▶ _Excerpted passage_:
= = = = = = =

Discrimination as policy
In addition to engaging in divisive language, some leaders have implemented policies that disproportionately hinder the rights and freedoms of their nation’s minority religious groups, supposedly as a means of combating the spread of the coronavirus.
Officials in Pakistan’s Balochistan Province have blamed Shia Muslims from the ethnic Hazara minority for the spread of the coronavirus. In the provincial capital, Quetta, authorities completely sealed off two Hazara areas, forbade government employees from traveling to Hazara neighborhoods, and furloughed Hazara policemen due to a suspicion that they were infected.
Similarly in Saudi Arabia, where Shias are in the minority overall, the Shia-majority governorate of Qatif was placed under full lockdown on March 9, after a group of Shias tested positive for COVID-19 following religious pilgrimages to Iran. Because Qatif was the only governorate to be completely locked down, the actions drew charges of unfair treatment from Shia residents, who have long been marginalized by the Sunni-dominated government in Riyadh. The lockdown has been eased in recent weeks, but a curfew and other severe restrictions on movement are still in place. Some analysts worry that the regime will weaponize the crisis to extend some restrictions indefinitely, preventing Shias from strengthening ties with their coreligionists in neighboring countries.

= = = = = = =

▶ _Data shown_:
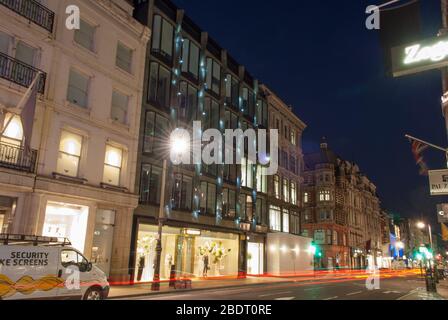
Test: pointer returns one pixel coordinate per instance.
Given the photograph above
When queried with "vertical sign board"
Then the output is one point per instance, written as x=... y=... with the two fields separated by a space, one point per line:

= = = = = = =

▶ _Activities_:
1: Summarize the passage on discrimination as policy in two sentences.
2: Repeat the stretch of the passage on discrimination as policy from "Discrimination as policy" through "combating the spread of the coronavirus.".
The lines after the passage are separate material.

▶ _Answers_:
1: Some leaders have adopted policies that disproportionately hinder the rights and freedoms of minority religious groups, supposedly to combat the spread of the coronavirus. In Pakistan's Balochistan Province, officials blamed Hazara Shia Muslims and authorities in Quetta sealed off two Hazara areas, while in Saudi Arabia the Shia-majority governorate of Qatif was the only one placed under full lockdown, drawing charges of unfair treatment from Shia residents.

2:
Discrimination as policy
In addition to engaging in divisive language, some leaders have implemented policies that disproportionately hinder the rights and freedoms of their nation’s minority religious groups, supposedly as a means of combating the spread of the coronavirus.